PCI_TransCore-M

Details and codes will be released soon. Stay tuned!

TransCore-M model architecture

Overview

PCI TransCore-M is a multimodal model, it's composed of a visual encoder and a language model. It enables content comprehension, recognition and multi-round conversations about pictures.

Visual Encoder: CLIP ViT-L/14
Pre-trained LLM: PCITransGPT-13B

Install

Our install environment：NVIDIA A800-SXM4-80GB，CUDA Version: 11.7

Pull project and install some library:

git clone https://github.com/PCIResearch/TransCore-M.git
cd TransCore-M
conda create -n transcorem python=3.10 -y
conda activate transcorem

pip install -r requirements.txt -i https://pypi.tuna.tsinghua.edu.cn/simple

Inference

cd TransCore-M
CUDA_VISIBLE_DEVICES=0 python inference.py --model-path ./weights/transcorem_pci-v1.1_20231112 --vision-path ./weights/clip-vit-large-patch14-336

Note: 
The default setting in our code for the vision encoder model is to actively download openai/clip-vit-large-patch14-336.

• Data section:
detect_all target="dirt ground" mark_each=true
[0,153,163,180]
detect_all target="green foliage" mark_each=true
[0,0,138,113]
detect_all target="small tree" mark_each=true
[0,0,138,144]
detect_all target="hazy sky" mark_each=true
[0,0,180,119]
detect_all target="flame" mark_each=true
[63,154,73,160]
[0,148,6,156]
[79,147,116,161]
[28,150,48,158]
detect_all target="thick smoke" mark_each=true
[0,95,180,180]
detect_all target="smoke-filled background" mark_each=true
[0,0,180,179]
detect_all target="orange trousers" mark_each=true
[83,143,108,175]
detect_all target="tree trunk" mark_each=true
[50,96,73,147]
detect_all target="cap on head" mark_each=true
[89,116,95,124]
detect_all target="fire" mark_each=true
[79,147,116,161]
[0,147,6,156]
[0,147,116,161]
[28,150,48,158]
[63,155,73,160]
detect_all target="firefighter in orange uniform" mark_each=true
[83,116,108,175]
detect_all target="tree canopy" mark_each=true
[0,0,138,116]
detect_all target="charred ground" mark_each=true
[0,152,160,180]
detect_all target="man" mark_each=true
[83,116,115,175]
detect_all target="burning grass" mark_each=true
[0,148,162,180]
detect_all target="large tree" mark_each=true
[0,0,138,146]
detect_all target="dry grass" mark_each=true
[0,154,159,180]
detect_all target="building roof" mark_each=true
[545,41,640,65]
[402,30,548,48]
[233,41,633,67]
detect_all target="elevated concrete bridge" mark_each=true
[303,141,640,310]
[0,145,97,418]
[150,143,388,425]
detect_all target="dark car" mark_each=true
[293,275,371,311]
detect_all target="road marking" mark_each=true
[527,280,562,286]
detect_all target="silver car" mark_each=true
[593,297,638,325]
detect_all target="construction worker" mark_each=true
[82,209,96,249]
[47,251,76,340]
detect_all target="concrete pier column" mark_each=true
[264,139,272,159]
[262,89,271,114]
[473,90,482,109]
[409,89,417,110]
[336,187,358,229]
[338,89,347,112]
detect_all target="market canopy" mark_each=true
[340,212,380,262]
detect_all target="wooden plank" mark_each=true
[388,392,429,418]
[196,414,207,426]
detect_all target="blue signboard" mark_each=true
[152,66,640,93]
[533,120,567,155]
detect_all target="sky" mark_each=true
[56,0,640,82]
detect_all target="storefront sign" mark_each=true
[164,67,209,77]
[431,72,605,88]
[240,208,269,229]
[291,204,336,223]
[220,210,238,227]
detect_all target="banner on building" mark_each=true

• What this task involves: Continue the TransCore-M model page from the end of its note about the vision encoder.

• Exercise response:
But due to the slow network speed to download vision encoder model by default, you can download the vision encoder in advance and then specify the path to the clip model in the terminal where the python script is started.
Our vision encoder model： clip-vit-large-patch14-336, you can download from https://huggingface.co/openai/clip-vit-large-patch14-336

Demo

demo: demo_link

声明

PCI TransCore-M 模型旨在提升技术领域的研究和应用效率，我们鼓励和欢迎开发者及社区成员共同遵守相关开源协议，确保技术的正当和安全使用。请广大用户注意，不得将此模型及其衍生代码用于任何可能对国家安全和社会稳定造成威胁的活动，以及未经过严格安全评估和官方备案的服务。

PCI TransCore-M 模型在设计和训练过程中尽量保证数据的合规性和准确性，但由于其复杂性和概率性的特点，我们无法完全保证输出内容的百分百准确无误。此外，模型输出结果可能受到用户输入内容的影响而产生偏差。因此，我们不对由于使用本模型而引起的任何数据安全问题、舆论风险、误导信息的传播或任何形式的不当使用承担责任。